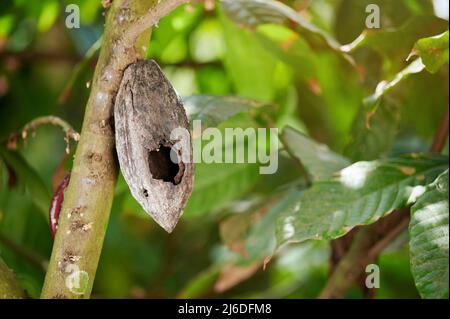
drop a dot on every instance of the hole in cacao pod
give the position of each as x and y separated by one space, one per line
162 167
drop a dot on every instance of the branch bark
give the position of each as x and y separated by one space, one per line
88 198
9 287
371 240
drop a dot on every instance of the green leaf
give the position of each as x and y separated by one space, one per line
360 195
372 102
34 185
213 110
396 42
261 240
433 51
369 142
376 125
251 13
201 284
289 47
250 67
429 240
216 185
318 159
255 12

..............................

_Challenge_
Please quote every line of the records above word for word, without the pictures.

_Output of the exercise_
drop a dot on every instance of the hole in cacao pod
give the position of each as x and y separated by one space, one per line
162 167
drop a dot on every instance of the branch bark
give the position of each as x and y separated by one space, one per line
88 198
9 287
371 240
drop a dot on every instance of the green leaf
give the position of each as x and y separated by one space, one per line
360 195
372 102
34 185
213 110
396 42
261 240
433 51
369 142
376 125
251 13
201 284
289 47
250 67
429 240
216 185
318 159
255 12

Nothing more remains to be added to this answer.